Task to complete: Copy the entries below word for word, keeping every line unchanged and in the same order.

Task input:
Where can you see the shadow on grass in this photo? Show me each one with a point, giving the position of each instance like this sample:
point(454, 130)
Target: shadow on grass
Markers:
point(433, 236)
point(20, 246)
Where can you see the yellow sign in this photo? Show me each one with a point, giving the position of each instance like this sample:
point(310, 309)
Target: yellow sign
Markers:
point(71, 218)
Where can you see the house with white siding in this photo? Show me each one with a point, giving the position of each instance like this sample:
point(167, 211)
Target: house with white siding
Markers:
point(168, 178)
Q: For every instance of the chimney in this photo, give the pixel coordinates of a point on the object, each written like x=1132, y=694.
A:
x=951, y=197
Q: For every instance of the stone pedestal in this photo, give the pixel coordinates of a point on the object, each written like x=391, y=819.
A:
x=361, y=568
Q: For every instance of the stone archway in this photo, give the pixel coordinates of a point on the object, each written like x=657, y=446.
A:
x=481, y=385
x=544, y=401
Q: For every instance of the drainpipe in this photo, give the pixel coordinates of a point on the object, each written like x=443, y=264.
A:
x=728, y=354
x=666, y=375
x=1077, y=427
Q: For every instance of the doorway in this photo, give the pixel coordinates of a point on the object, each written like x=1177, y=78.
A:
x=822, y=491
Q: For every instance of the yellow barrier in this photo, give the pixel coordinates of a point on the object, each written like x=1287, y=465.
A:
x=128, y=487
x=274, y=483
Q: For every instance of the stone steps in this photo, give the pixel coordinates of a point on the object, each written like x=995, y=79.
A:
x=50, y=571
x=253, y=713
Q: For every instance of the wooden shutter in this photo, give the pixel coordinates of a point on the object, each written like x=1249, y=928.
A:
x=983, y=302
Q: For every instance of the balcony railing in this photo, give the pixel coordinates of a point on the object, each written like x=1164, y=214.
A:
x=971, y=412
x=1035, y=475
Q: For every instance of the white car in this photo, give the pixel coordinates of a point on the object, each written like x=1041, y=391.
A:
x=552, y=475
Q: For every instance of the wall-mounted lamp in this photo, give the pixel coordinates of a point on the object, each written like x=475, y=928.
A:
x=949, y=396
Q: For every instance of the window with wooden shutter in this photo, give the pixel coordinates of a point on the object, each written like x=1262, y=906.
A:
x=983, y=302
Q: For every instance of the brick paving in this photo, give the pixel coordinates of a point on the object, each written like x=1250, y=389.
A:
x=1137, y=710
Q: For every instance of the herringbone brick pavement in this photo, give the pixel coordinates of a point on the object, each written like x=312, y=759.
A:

Output of the task:
Where can you see the shadow on grass in this photo? Show me each one with a point, giving the position of each instance like this sample:
point(454, 130)
Target: shadow on grass
Markers:
point(433, 236)
point(20, 246)
Where can you see the yellow sign in this photo? Show me each one with a point, giving the position of each instance like this sample:
point(310, 309)
Target: yellow sign
Markers:
point(71, 218)
Where can you see the house with white siding in this photo? Show me each one with a point, giving the position of each instance like this sample:
point(167, 211)
Target: house with white siding
Markers:
point(168, 178)
Q: For every instance of the chimney in this photo, give the pixel coordinates of a point on the object, each written like x=1132, y=694.
A:
x=951, y=197
Q: For every instance of the stone pedestal in this photo, give the pixel coordinates of a point on the object, each written like x=391, y=819.
A:
x=361, y=568
Q: For every instance of the stone archway in this photo, give the pixel coordinates of a point on the object, each written like x=657, y=446.
A:
x=481, y=385
x=544, y=401
Q: For every instance of the drainpipe in this photo, give the pixel coordinates of a point on the object, each written like x=443, y=264.
A:
x=728, y=354
x=666, y=375
x=1077, y=427
Q: For every instance of the doorway in this photo, give the pixel coordinates of a point on the object, each written like x=1177, y=78.
A:
x=822, y=491
Q: For every instance of the yellow barrier in this photo, give the pixel coordinates of a point on the object, each written like x=1287, y=465.
A:
x=128, y=487
x=274, y=483
Q: For every instance of the stone steps in this photo, give the pixel coordinates of a point on the object, each written like x=995, y=79.
A:
x=50, y=571
x=253, y=713
Q: For every instance of the wooden shutter in this photo, give the pixel coordinates of a point on the object, each written like x=1249, y=928.
A:
x=983, y=302
Q: For every instance of the balcony railing in this photo, give the pixel coordinates of a point on the object, each written like x=1164, y=214.
A:
x=971, y=412
x=1035, y=475
Q: For every instance of the white car in this photo, give the pixel coordinates of a point on the object, each written like x=1041, y=391.
A:
x=552, y=475
Q: For every instance of the wall-mounted lamp in this photo, give the pixel coordinates of a point on the object, each written like x=475, y=928.
A:
x=949, y=396
Q: For every instance of the window with wooden shutter in this photo, give the pixel coordinates of a point on the object, each written like x=1262, y=906.
A:
x=983, y=302
Q: For every instance of the brick paving in this photo, give the pixel coordinates of a point on the object, each written like x=1250, y=389.
A:
x=1137, y=710
Q: For every instance of the herringbone brick pavement in this photo, give the pixel coordinates of a point on the object, each written like x=312, y=759.
A:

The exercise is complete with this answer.